## CONSIGNE 1
Répondez à ces questions sur le texte consacré aux troupes de théâtre :
(a) Quels auteurs écrivaient pour les comédiens de l'Hôtel de Bourgogne ?
(b) Quelle date avait été choisie pour la grande épreuve au palais du Louvre ?
(c) Par quelle pièce la représentation commença-t-elle ce jour-là ?
## CONSIGNE 2
Restituez sans rien changer le passage du texte sur les troupes de théâtre qui commence aux mots « Les comédiens du Marais et de » et s'arrête après les mots « possédaient les leurs. ».

## DOCUMENT
____________

La perle des enfarinés,
Jodelet qui parle du nez,

Et fait grandement rire parce
Qu'il est excellent dans la farce.

Aurait-il eu moins de succès si son nez se fût contenu dans ses fonctions naturelles? on avait fait pour lui Jodelet maître, Jodelet valet, Jodelet souffleté, Jodelet prince, ce qui prouve que son nom était une attraction.

Le théâtre du Marais était le théâtre des bourgeois et des traitants.

Enfin les comédiens de l'Hôtel de Bourgogne. Ceuxci parlaient le langage des dieux. Leurs auteurs étaient Racan, Rotrou, Pierre Corneille. Ils possédaient pour clients les marquis et la cour.

Parmi eux on voyait le vieux Baron, Montfleury, Beauchâteau, Hauteroche et Floridor, qui entraient si bien dans leurs rôles, s'identifiaient tellement avec les héros qu'ils représentaient que, parfois, ils se croyaient eux-mêmes sortis de la cuisse de Jupiter. Molière dans l'Impromptu de Versailles ne les a pas épargnés.

Floridor, beau, bien fait, s'exprimant aisément, était chargé de la harangue, compliment qui alors précédait la pièce, et n'a fait aujourd'hui que changer de place; c'est le couplet au public, où l'actrice, après avoir fait une risette au parterre, réclame l'indulgence pour l'auteur et ses interprètes.

Floridor était la coqueluche du quartier: il portait l'habit de qualité avec une telle distinction que les marquis, glorieux de leur Floridor, n'auraient pas permis qu'on le leur montrât dans un rôle odieux ou seulement ridicule.

Un jour, il parut sous les traits de Néron, et le lendemain Racine fut obligé de se procurer un autre fils d'Agrippine.

Les comédiens du Marais et de l'Hôtel de Bourgogne étaient comédiens du Roi. Quelle différence y avait-il entre ce titre et celui de Troupe du Roi que Louis XIV accorda plus tard si pompeusement à la troupe de Molière? Sans doute que les comédiens du Marais et ceux de l'Hôtel de Bourgogne étaient troupe de ville et avaient le droit de se montrer dans toutes les villes du royaume : tandis que la troupe du roi était les comédiens de sa maison, comme nous avons vu que les gouverneurs de province possédaient les leurs.

Le 24 octobre 1659 avait été la date choisie pour la grande épreuve au palais du Louvre.

Ce jour-là, Sa Majesté, ayant à ses côtés Monsieur et le prince de Condé, à sa suite les officiers de sa couronne, fit son entrée dans la salle des gardes, où par une faveur spéciale, Floridor avait été admis dans les bas rangs.

On commença par Nicomède; certes Nicomède n'est pas la meilleure tragédie de Corneille; mais il faut le reconnaître aussi, Molière et sa troupe n'excellèrent jamais dans le genre épique.

____________

## EXTRAITS D'ENREGISTREMENTS

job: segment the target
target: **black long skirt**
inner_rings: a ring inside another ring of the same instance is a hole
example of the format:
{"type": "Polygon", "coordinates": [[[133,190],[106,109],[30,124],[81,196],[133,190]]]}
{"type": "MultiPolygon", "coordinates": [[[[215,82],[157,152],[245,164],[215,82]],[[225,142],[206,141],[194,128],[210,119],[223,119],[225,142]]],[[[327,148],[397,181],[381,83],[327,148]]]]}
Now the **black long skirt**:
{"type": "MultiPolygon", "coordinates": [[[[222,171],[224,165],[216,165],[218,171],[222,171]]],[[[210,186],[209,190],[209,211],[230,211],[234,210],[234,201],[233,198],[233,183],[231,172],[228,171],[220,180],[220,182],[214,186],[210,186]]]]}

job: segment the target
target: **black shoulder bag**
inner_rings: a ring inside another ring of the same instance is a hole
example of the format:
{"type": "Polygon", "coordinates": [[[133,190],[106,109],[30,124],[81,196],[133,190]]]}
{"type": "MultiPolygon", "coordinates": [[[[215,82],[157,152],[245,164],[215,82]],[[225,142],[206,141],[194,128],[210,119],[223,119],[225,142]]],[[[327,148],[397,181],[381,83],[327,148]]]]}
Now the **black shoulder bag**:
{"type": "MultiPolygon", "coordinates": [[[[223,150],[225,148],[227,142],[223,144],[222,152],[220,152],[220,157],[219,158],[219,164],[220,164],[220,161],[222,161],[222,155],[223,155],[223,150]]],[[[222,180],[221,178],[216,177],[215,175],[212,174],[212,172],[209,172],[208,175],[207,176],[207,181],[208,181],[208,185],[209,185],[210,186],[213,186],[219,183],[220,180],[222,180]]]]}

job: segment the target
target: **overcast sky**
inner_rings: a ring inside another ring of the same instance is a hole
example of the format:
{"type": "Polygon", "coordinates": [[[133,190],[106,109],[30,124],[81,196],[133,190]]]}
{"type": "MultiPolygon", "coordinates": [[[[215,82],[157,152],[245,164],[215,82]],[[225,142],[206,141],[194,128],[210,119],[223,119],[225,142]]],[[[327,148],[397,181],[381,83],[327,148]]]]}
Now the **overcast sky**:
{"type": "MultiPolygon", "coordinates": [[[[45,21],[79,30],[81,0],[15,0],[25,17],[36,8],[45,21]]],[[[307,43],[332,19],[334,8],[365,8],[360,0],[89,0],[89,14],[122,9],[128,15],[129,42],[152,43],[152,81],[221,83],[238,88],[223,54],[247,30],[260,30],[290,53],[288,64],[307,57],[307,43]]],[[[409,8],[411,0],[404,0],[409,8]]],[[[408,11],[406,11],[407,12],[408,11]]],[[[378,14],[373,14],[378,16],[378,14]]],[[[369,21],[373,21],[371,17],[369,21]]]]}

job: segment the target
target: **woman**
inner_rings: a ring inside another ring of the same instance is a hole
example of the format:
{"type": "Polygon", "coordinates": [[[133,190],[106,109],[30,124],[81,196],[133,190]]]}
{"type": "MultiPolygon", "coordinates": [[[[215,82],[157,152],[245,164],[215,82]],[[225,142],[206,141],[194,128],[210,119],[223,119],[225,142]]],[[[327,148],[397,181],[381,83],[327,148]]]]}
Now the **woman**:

____________

## RÉPONSE RÉDIGÉE 1
(a) Racan, Rotrou et Pierre Corneille.
(b) Le 24 octobre 1659.
(c) Par Nicomède.

## RÉPONSE RÉDIGÉE 2
Les comédiens du Marais et de l'Hôtel de Bourgogne étaient comédiens du Roi. Quelle différence y avait-il entre ce titre et celui de Troupe du Roi que Louis XIV accorda plus tard si pompeusement à la troupe de Molière? Sans doute que les comédiens du Marais et ceux de l'Hôtel de Bourgogne étaient troupe de ville et avaient le droit de se montrer dans toutes les villes du royaume : tandis que la troupe du roi était les comédiens de sa maison, comme nous avons vu que les gouverneurs de province possédaient les leurs.